■ Extrait du document ■
"Avec l'arrivée d'Auchan, le monde des opérateurs de téléphonie mobile se diversifie"

Carole Manero, consultante senior en charge de la téléphonie mobile à l'Idate, l'Institut de l'audiovisuel et des télécoms en Europe, passe en revue le secteur des opérateurs virtuels de téléphonie mobile en France, alors qu'Auchan présente ce mercredi son offre commerciale sous l'enseigne A-Mobile. Via sa filiale Auchan Telecom, le distributeur, qui louera le réseau de SFR, va fournir les portables et les cartes SIM et réaliser la facturation de son offre.

Latribune.fr- Que pèse aujourd'hui le marché des MVNO en France?

Carole Manero- Actuellement dans le monde des MVNO (les opérateurs virtuels qui achètent des minutes de communication en gros aux opérateurs de téléphonie mobile), on trouve deux grandes catégories d'acteurs. Les purs et durs: les "Full MVNO" que recense l'Arcep, dont les plus importants sont Coriolis, Debitel, Neuf Cegetel, NRJ Mobile, Breizh Mobile, Tele2, Transatel et Ten. Ces "Full MVNO" viennent en majorité du secteur des télécoms. Ils maîtrisent leurs tarifs et une petite partie du réseau de l'opérateur de téléphonie mobile avec lequel ils collaborent. Et puis il y a les "licenciés" qui apportent leur marque, leur notoriété et le contenu à une offre commerciale gérée en commun avec un opérateur. Il s'agit de M6 Mobile, TF1 Mobile, Universal Mobile, Fnac Mobile, entre autres.

■ Objectifs ■
- a) Résumez en deux phrases l'entretien sur les opérateurs virtuels de téléphonie mobile.
- b) Reproduisez le passage de l'entretien qui commence à « Carole Manero, consultante » et s'achève à « MVNO en France? ».
La liste qui suit n'est pas nécessaire pour répondre.

■ Données fournies ■
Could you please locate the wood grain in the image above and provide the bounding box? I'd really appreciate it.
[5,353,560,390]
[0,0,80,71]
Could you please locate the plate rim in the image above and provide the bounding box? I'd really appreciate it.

■ Corrigé des exercices ■
- a) Alors qu'Auchan présente son offre A-Mobile, qui utilisera le réseau loué à SFR, Carole Manero, de l'Idate, passe en revue le secteur des opérateurs virtuels de téléphonie mobile en France. Elle distingue les « Full MVNO », venus surtout des télécoms et maîtres de leurs tarifs, des « licenciés », qui apportent leur marque, leur notoriété et leur contenu à une offre gérée en commun avec un opérateur.

- b)
Carole Manero, consultante senior en charge de la téléphonie mobile à l'Idate, l'Institut de l'audiovisuel et des télécoms en Europe, passe en revue le secteur des opérateurs virtuels de téléphonie mobile en France, alors qu'Auchan présente ce mercredi son offre commerciale sous l'enseigne A-Mobile. Via sa filiale Auchan Telecom, le distributeur, qui louera le réseau de SFR, va fournir les portables et les cartes SIM et réaliser la facturation de son offre.

Latribune.fr- Que pèse aujourd'hui le marché des MVNO en France?